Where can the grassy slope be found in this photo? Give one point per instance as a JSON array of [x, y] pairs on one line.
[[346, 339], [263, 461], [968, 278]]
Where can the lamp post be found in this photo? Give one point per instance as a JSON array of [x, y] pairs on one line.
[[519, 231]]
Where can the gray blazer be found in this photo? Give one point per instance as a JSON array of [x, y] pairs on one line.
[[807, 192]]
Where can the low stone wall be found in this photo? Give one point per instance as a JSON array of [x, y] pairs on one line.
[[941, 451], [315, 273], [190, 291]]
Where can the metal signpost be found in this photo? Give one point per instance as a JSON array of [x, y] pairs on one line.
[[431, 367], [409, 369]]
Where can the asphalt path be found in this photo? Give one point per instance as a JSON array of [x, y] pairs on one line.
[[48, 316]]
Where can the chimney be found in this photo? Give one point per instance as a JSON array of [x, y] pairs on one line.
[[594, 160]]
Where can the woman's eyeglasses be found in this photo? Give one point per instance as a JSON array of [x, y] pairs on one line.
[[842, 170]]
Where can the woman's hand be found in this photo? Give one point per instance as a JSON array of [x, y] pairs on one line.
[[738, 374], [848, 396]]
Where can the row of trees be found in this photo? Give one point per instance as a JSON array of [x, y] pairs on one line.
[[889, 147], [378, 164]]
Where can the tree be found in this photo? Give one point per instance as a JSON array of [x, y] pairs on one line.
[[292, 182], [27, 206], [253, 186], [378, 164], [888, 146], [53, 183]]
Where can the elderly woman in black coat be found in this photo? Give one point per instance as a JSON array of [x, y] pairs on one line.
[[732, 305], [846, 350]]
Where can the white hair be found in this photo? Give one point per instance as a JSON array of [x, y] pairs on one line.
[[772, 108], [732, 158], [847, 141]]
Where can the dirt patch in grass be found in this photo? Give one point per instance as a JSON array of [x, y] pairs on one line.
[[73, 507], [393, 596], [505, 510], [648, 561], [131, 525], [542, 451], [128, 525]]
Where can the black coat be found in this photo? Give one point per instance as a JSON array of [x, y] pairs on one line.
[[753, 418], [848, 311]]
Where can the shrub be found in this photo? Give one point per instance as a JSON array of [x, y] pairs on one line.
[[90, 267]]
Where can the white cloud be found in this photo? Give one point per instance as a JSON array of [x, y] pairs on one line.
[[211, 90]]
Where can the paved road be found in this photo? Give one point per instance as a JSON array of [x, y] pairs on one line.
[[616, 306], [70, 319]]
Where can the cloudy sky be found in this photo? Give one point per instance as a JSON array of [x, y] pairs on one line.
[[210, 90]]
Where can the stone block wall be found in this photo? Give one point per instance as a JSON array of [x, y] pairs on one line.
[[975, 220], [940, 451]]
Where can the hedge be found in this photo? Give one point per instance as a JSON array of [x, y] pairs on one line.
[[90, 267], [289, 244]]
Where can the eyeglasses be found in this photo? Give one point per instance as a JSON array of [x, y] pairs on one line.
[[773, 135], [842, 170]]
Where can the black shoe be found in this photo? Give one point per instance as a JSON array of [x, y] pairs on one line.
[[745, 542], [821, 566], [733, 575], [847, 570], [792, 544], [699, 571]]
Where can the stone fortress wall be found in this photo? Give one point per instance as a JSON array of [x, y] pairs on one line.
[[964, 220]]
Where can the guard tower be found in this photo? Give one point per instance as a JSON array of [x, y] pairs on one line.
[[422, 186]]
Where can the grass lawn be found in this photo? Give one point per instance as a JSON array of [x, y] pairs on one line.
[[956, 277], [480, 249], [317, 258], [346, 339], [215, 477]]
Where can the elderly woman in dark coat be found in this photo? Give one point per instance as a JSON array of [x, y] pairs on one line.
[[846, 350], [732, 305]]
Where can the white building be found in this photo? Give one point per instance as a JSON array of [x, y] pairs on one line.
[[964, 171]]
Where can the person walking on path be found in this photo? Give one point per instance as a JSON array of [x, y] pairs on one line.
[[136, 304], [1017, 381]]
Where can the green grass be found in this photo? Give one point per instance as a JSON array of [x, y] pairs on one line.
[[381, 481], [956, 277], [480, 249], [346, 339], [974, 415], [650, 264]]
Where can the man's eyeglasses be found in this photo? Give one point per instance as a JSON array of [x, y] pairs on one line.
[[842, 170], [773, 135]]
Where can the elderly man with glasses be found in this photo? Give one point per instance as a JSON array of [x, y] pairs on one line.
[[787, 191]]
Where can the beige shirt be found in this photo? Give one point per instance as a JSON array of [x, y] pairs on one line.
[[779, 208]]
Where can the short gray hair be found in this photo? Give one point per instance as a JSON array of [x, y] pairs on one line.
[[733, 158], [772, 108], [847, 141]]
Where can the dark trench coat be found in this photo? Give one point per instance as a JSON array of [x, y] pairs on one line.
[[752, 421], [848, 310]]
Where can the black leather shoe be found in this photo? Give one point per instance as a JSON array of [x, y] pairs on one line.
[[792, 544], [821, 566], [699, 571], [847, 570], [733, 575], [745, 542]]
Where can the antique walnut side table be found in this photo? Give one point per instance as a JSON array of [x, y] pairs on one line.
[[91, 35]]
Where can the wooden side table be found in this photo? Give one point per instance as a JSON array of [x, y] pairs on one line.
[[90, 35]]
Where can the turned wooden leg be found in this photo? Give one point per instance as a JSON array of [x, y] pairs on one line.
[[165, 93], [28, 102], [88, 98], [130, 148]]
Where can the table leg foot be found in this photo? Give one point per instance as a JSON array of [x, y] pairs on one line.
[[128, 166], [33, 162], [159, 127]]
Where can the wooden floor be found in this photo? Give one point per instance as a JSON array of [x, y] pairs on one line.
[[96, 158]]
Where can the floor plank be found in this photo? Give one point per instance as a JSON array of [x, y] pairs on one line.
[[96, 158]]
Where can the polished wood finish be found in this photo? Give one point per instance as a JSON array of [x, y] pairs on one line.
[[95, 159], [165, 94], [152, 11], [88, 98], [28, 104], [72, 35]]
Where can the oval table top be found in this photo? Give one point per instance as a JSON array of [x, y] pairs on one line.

- ASSIGNMENT -
Output the records exactly, including every line.

- RESPONSE TO THE TASK -
Where can the grassy slope be found in this photo? Give one point per instance as a JSON array of [x, y] pairs on one line.
[[346, 339], [263, 461], [968, 278]]
Where can the lamp post be found in this photo? Give one point per instance as a JSON array of [x, y] pairs on one line.
[[519, 231]]
Where can the gray blazer be found in this photo? Give one point per instance as a JSON array of [x, y] pairs on one line.
[[807, 192]]
Where can the low stone wall be found in this photo? Give one point per instance as a JSON array of [x, y] pairs on one line.
[[941, 451], [315, 273], [190, 291]]
Where can the metal signpost be found in this photo? Give one point per instance as a JSON array of [x, y] pairs on one line.
[[431, 367], [409, 369]]
Where can the asphalt path be found in this photo? Give one point per instance as a JSON array of [x, y] pairs on one line.
[[48, 316]]
Where can the chimney be found in this photo? Give one point per instance as a JSON array of [x, y] pairs on one line.
[[594, 160]]
Where can the woman's eyeglasses be found in this photo? Give one point per instance as a JSON array of [x, y] pairs on one line.
[[842, 170]]
Where can the woman's hand be found in this photo? Give one point per instance as a JSON array of [x, y] pairs on one line.
[[738, 374], [848, 396]]
Where can the row of trees be found in this photo? Give one point per instance as a JSON array of [x, y] pairs on one line.
[[889, 147], [378, 164]]
Where can the tree be found in this photo? Give one point per instance as a JSON array of [x, y] pairs on one line.
[[292, 182], [27, 206], [253, 186], [378, 164], [888, 146], [53, 183]]
Where can the elderly woman in black coat be found in this photo? Give one point per instance as a JSON array of [x, y] pairs on one line.
[[732, 305], [846, 350]]
Where can the white hair be found in this photo? Give one point per instance as a JSON array of [x, y] pairs on one line.
[[772, 108], [732, 158], [847, 141]]
Where can the dirt patch in grass be found in this photo? Give one point per instance as a JSON array of [x, y] pairs on one line.
[[73, 507], [393, 596], [505, 510], [648, 561], [131, 525], [542, 451], [128, 525]]
Where can the black coat be found in this photo? Give one point per instance as a JSON array of [x, y] pairs on one line.
[[753, 418], [848, 311]]
Where can the shrub be found in this photo? Give one point per instance as a JSON array of [x, y] pairs on one line.
[[90, 267]]
Where can the white cloud be found in this photo? Give one point per instance as a JSON array of [x, y] pairs on one line.
[[211, 90]]
Where can the paved road be found in this photo? Give one point per instance as a JSON array of [x, y] pairs on one line.
[[616, 306], [70, 319]]
Where can the cloudy sky be found in this photo? Give one point per instance as a JSON array of [x, y] pairs on one line.
[[210, 90]]
Where can the stone block wall be found in this photo? Give one point per instance as a JSON array of [x, y] pairs on one line.
[[975, 220], [940, 451]]
Where can the hedge be found in this photo? Give one point per instance as a JSON array of [x, y] pairs on one line.
[[90, 267], [289, 244]]
Where can the eyeglasses be found in this photo? Give one point per instance as a JSON array of [x, y] pairs on one line.
[[773, 135], [842, 170]]
Where can the black shoe be found in this photo? Give one point per instance as a JSON array of [x, y] pairs on one line.
[[745, 542], [821, 566], [733, 575], [847, 570], [792, 544], [699, 571]]
Where can the stone fortress wall be found in this photo? Give one point per instance as a JSON array of [x, y] pairs on one line.
[[964, 220]]
Where can the guard tower be found in this photo? Give one point per instance as a JSON array of [x, y] pairs on one line.
[[422, 186]]
Where can the grass lawn be found in this photo? Give one point per instance as a JSON array of [x, y] pairs on one line.
[[956, 277], [480, 249], [317, 258], [346, 339], [215, 477]]
Where can the elderly woman in dark coat be found in this photo? Give one point per instance as a JSON array of [x, y] pairs on one line.
[[846, 350], [732, 305]]
Where can the white building be found in this photo? Give one point per instance as a JSON array of [x, y] pairs on one line.
[[964, 171]]
Where can the person walking on path be found in this photo? Give one point per instance as a JSON array of [x, y] pairs on one line.
[[136, 304], [1017, 381]]
Where can the green grass be found in this photo? Give one point per instance as a JSON array of [x, y] pairs on one line.
[[381, 481], [956, 277], [480, 249], [346, 339], [974, 415], [650, 264]]
Where can the man's eyeglasses be found in this photo? Give one point per instance as a JSON array of [x, y] pairs on one line.
[[842, 170], [773, 135]]
Where can the elderly man with glasses be found in this photo? Give one point per instance as a JSON array of [x, y] pairs on one line.
[[787, 191]]
Where can the beige shirt be found in this photo? Give one point per instance as a JSON array of [x, y] pairs on one line.
[[779, 208]]
Where can the short gray hair be found in this photo? Give one point per instance as a JSON array of [x, y] pairs on one line.
[[733, 158], [772, 108], [847, 141]]
Where can the dark trench coat be found in this photo? Give one point per instance as a JSON array of [x, y] pairs on one line.
[[752, 421], [848, 310]]
Where can the black leather shoe be found in this photo? Give one point per instance as a JSON array of [x, y] pairs on one line.
[[792, 544], [821, 566], [699, 571], [847, 570], [733, 575], [745, 542]]
Where can the antique walnut side table be found in this photo? Give one point per instance as a JSON array of [x, y] pairs on one line.
[[91, 35]]
Where can the wooden side table be found in this photo? Give one point per instance as a JSON array of [x, y] pairs on one line.
[[90, 35]]
Where can the turned wooden leg be found in this photo? Give one point per instance as a JSON array of [x, y] pairs on one line.
[[165, 93], [28, 102], [88, 98], [130, 148]]
Where can the table leg foot be found in this photo? Give one point per instance as a JSON array of [x, y] pairs on one line.
[[128, 166], [33, 162], [159, 127]]
Where can the wooden floor be found in this photo? Give one point per instance as a JSON array of [x, y] pairs on one line.
[[96, 158]]
Where can the floor plank be found in this photo? Give one point per instance as a JSON array of [x, y] pairs on one line.
[[96, 158]]
Where can the polished wood finish be found in this photo? Give one point per instance as a JSON array of [x, y] pairs on one line.
[[95, 159], [165, 94], [152, 11], [88, 98], [28, 104], [72, 35]]
Where can the oval table top be found in this photo? Give one point per instance as a JSON array of [x, y] pairs on one line.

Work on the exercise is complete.